GIVEN TEXT

====

Perhaps there is a better name for the "to_reference" and
"from_reference" values? I'm totally open to revising that enum name.

-- Jeremy


Rod Bogart <bog...@...>
 

My concern is when/where we want to have different primaries on
different shows. So the reference space is probably a particular RGB
space (rather than XYZ), and it is not obvious what that is by
examining a to_linear function.

In the SPI examples, there was never more than one set of primaries in
use, but that seems unrealistic for the future. Right?

RGB

On Mon, Oct 25, 2010 at 10:17 PM, Jeremy Selan <jeremy...@...> wrote:
I'm not sure what promoting the reference colorspace to something
special - either in the API or the format - buys us.  Can you provide
details on how this would make things simpler (or any other benefits
you see)?

====

EXTRACTED MATERIAL
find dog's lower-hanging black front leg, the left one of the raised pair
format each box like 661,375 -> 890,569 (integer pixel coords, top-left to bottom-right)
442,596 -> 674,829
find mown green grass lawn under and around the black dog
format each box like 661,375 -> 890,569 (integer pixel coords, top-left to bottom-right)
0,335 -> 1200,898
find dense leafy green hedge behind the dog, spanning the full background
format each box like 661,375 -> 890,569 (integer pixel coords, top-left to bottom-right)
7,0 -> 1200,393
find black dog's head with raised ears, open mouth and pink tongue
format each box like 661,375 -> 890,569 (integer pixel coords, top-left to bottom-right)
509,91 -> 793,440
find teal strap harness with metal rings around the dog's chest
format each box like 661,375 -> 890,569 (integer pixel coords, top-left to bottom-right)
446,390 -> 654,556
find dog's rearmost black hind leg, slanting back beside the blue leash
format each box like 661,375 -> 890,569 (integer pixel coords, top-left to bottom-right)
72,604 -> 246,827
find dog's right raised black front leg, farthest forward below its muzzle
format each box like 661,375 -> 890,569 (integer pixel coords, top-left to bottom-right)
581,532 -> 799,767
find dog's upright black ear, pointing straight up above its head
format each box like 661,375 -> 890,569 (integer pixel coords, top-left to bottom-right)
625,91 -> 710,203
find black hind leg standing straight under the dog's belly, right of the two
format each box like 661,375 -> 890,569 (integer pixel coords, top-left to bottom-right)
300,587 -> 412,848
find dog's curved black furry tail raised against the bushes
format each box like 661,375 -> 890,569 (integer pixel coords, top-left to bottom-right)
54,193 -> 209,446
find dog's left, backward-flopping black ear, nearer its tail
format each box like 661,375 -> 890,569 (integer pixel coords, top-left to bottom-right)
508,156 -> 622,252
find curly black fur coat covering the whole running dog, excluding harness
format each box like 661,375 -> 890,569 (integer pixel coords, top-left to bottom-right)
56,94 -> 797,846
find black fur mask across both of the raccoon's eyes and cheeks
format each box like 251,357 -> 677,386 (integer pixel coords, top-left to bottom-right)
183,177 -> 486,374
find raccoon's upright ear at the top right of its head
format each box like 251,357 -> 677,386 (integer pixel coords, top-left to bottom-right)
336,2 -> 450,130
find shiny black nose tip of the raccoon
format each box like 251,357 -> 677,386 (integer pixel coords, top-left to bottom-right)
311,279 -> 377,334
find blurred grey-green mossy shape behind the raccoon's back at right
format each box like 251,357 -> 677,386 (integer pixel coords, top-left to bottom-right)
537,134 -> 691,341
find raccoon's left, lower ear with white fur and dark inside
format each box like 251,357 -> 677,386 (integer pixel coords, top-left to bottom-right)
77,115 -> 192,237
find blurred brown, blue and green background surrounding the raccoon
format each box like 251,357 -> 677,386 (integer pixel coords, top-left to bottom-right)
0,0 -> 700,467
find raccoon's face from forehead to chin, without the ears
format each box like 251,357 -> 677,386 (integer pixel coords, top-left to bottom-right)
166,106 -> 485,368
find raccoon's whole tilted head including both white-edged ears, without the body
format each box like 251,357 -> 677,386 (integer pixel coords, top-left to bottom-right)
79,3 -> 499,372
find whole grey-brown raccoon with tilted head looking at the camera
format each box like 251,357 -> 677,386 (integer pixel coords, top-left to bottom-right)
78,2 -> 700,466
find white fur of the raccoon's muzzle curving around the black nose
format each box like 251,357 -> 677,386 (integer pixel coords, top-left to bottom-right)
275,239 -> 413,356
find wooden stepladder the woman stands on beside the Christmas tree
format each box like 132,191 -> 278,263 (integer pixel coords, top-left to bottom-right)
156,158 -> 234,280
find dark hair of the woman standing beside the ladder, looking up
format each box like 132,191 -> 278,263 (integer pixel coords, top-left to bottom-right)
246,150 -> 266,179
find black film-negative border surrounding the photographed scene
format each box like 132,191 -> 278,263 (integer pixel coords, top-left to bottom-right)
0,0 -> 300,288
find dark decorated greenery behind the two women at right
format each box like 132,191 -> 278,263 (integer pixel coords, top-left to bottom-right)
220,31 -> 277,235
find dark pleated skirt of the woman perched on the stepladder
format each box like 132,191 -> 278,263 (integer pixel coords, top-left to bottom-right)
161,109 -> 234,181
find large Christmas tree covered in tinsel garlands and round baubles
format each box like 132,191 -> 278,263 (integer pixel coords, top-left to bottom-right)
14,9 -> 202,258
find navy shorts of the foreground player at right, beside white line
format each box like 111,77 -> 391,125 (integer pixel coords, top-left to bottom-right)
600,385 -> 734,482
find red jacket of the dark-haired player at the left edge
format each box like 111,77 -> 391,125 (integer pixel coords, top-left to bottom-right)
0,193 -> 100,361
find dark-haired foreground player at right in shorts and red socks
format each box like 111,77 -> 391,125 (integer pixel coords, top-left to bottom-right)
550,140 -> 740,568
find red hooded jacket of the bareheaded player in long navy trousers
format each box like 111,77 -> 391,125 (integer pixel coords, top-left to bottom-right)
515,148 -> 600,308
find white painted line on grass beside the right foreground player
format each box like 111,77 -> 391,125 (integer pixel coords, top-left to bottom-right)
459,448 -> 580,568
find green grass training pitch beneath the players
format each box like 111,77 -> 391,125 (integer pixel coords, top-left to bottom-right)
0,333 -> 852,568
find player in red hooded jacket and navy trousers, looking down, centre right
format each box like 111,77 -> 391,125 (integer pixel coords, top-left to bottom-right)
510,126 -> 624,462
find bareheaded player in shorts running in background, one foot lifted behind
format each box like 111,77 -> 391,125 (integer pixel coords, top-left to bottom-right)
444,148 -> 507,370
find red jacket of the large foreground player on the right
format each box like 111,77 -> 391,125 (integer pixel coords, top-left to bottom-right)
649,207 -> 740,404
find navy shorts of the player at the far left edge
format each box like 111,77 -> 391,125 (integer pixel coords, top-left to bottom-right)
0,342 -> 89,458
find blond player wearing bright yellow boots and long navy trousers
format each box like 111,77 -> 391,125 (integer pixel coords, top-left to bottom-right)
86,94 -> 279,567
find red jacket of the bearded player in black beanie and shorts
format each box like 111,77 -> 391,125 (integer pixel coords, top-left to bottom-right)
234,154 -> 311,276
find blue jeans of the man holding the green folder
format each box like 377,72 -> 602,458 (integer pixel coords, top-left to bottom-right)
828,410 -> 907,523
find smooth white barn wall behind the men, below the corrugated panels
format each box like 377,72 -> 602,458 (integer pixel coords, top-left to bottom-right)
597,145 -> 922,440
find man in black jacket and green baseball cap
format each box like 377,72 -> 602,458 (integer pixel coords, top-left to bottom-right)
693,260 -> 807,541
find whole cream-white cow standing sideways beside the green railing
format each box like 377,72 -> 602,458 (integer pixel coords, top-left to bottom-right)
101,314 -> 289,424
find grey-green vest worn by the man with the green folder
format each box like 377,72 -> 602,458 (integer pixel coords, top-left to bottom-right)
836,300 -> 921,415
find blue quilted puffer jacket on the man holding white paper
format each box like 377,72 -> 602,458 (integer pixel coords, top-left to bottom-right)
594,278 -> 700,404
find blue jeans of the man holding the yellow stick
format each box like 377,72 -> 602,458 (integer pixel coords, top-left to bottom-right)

====

ASSIGNMENT 1
Please answer these questions from the color space email thread:
(a) Which two enum values does Jeremy say might deserve a better name?
(b) Rod says the reference space is probably a particular RGB space rather than which space?
(c) On what date and at what time did Jeremy Selan write the message quoted at the end?
ASSIGNMENT 2
Write the next few sentences of the color space email thread, picking up right after its last line.
The rows have no connection to the color space email thread.

EXPECTED OUTPUT 1
(a) "to_reference" and "from_reference"
(b) XYZ
(c) Monday, October 25, 2010, at 10:17 PM

EXPECTED OUTPUT 2
Coming clean, I have to admit that in our internal SPI Color library
(the predecessor to OCIO) we actually never exposed a function call to
query the name of the reference colorspace in 7 years of use.  There
was always a call to query scene linear, but the fact that this also
happened to be the internal profile connection space was never
relevant to end users.

My thought in adding it to OCIO was for completeness sake when
spec'ing out the ROLE listings, but until it has an obvious use case
perhaps we should remove ROLE_REFERENCE?  It can always be added back
in, when needed.  (This is probably the API corollary to premature
optimization, where you speculatively add a feature that only adds to
confusion and in practice is never used).

I do believe that understanding what a particular color configuration
uses as its connection space is critical, but in my opinion this is
best solved textually at a configuration level (i.e. config docs).

Thoughts?

In terms of your specific suggestions, I think I would prefer to have
the reference color space just be another colorspace, with no
particular distinction. While it doesn't have a transform block, it
does have all the other colorspace markup, so it really does feel
'colorspace-like'.  I could also foresee a situation where someone was
using the connection space implicitly, and it wasn't intended to be
either named or used by the end user. (We havent done this, but I see
no reason to disallow it).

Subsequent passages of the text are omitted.